### Source data
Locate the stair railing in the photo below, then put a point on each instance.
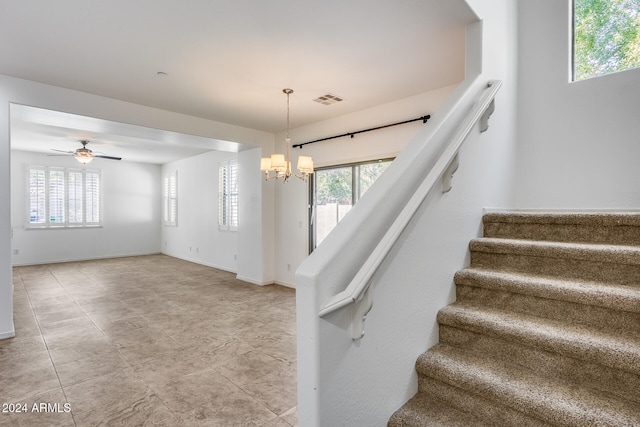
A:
(357, 291)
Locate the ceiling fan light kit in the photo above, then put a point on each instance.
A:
(84, 155)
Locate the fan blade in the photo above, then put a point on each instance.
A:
(108, 157)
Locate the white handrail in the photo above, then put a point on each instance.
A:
(360, 283)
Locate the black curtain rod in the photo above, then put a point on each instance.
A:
(352, 134)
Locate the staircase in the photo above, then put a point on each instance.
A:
(545, 330)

### Required work
Set down, unchanged, only those lines above that fall between the line with "Locate the fan" and the line with "Locate the black", the two end lines included.

### Reply
Locate the fan blade in the photo above, then put a point on each instance.
A:
(108, 157)
Locate the white handrail in the photo above, then put a point on each instance.
A:
(360, 283)
Locate the black curtain rod in the photo above, then put a point on each instance.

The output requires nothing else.